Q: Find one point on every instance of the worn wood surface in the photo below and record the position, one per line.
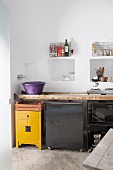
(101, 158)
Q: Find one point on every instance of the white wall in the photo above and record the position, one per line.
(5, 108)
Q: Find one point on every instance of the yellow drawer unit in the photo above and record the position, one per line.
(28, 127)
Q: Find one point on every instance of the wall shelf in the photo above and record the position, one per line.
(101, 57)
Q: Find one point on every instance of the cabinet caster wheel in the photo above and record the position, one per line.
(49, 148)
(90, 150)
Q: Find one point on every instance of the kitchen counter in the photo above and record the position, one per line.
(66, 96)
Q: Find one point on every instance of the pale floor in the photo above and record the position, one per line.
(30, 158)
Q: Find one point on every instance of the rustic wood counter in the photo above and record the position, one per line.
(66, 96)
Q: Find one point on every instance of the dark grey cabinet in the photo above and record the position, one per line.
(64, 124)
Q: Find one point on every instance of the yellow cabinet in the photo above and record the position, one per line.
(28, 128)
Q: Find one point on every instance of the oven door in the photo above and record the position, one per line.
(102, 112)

* * *

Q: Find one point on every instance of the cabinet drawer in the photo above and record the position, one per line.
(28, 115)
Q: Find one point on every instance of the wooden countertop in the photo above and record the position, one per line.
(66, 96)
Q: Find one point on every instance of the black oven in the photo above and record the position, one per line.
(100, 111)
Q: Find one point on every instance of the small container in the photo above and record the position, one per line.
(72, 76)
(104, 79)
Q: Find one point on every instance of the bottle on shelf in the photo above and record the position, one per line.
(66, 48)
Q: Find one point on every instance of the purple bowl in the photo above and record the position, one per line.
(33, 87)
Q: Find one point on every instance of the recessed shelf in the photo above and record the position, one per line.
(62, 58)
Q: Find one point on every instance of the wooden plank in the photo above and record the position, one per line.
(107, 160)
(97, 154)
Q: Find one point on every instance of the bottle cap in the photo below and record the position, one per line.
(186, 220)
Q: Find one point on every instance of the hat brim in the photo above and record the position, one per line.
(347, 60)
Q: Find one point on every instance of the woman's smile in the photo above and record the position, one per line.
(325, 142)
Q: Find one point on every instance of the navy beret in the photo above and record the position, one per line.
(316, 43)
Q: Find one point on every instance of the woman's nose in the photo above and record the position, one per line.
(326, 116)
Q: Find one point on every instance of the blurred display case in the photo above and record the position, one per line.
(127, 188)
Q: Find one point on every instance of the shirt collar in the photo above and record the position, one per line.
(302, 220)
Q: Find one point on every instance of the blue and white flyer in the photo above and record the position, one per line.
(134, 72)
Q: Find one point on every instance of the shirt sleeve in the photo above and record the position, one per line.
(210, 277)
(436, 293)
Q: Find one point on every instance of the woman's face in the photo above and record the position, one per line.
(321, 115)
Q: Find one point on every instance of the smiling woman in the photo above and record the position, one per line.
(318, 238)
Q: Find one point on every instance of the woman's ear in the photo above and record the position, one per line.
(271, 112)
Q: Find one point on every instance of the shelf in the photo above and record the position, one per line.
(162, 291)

* GIVEN EXERCISE
How many lines of the material above contain the word "oven"? Reply with the number alone.

* THE RESULT
2